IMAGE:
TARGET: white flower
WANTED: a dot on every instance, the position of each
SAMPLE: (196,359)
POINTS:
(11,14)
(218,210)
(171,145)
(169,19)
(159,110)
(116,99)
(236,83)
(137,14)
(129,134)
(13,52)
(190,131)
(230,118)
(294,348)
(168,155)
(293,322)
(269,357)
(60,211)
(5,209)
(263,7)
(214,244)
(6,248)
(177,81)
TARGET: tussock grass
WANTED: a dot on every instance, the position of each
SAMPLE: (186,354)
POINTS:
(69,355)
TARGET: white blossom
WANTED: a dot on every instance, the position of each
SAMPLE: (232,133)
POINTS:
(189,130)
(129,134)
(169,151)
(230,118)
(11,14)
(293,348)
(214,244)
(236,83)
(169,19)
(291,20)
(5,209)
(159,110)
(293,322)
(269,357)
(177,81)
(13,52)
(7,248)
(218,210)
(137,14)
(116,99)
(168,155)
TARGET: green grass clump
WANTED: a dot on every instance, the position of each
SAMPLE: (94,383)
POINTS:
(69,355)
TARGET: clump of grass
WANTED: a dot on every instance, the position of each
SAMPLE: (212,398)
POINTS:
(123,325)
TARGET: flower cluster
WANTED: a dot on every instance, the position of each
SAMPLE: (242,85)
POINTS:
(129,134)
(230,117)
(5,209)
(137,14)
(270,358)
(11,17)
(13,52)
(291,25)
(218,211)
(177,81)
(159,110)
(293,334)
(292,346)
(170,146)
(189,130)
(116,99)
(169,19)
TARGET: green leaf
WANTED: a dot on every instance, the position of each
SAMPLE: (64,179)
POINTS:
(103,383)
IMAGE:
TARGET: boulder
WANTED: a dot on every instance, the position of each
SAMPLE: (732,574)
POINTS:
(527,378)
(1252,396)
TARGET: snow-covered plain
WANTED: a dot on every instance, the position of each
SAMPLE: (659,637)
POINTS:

▶ [What you have to do]: Once you have read the entries above, copy them out exactly as they were given.

▶ [Exercise solution]:
IMAGE:
TARGET: white flower
WANTED: a dot on every instance, the position of each
SAMPLE: (196,359)
POINTS:
(11,14)
(218,210)
(171,145)
(169,19)
(159,110)
(116,99)
(236,83)
(137,14)
(129,134)
(13,52)
(190,131)
(230,118)
(294,348)
(168,155)
(293,322)
(269,357)
(60,211)
(5,209)
(263,7)
(214,244)
(6,248)
(177,81)
TARGET: tussock grass
WANTED: a dot on every instance, the position of each
SAMPLE: (186,354)
POINTS:
(69,355)
TARGET: white blossom
WANTED: a dot on every instance, the position of each
SAMPLE: (232,133)
POINTS:
(189,130)
(129,134)
(169,151)
(230,118)
(11,14)
(293,348)
(214,244)
(236,83)
(169,19)
(291,20)
(5,209)
(159,110)
(293,322)
(269,357)
(177,81)
(13,52)
(7,248)
(218,210)
(137,14)
(116,99)
(168,155)
TARGET: green grass clump
WANTED: a dot on every instance, the position of each
SAMPLE: (94,383)
POINTS:
(69,355)
TARGET: clump of grass
WANTED: a dot on every instance, the position of each
SAMPLE: (212,398)
POINTS:
(123,325)
TARGET: flower cluster
WANTED: a dot on every instance, the position of each
SAMPLE: (242,85)
POINTS:
(129,134)
(230,117)
(5,209)
(137,14)
(270,358)
(11,17)
(13,52)
(291,25)
(218,211)
(177,81)
(159,110)
(293,334)
(292,346)
(170,146)
(189,130)
(116,99)
(169,19)
TARGET: green leaf
WANTED: a dot on every instance, the position of each
SAMPLE: (64,179)
POINTS:
(103,383)
IMAGE:
TARGET: boulder
WANTED: a dot on every instance, the position of each
SAMPLE: (732,574)
POINTS:
(527,378)
(1252,396)
TARGET: snow-covered plain
WANTED: a dot on every instance, the position of each
SAMPLE: (659,637)
POINTS:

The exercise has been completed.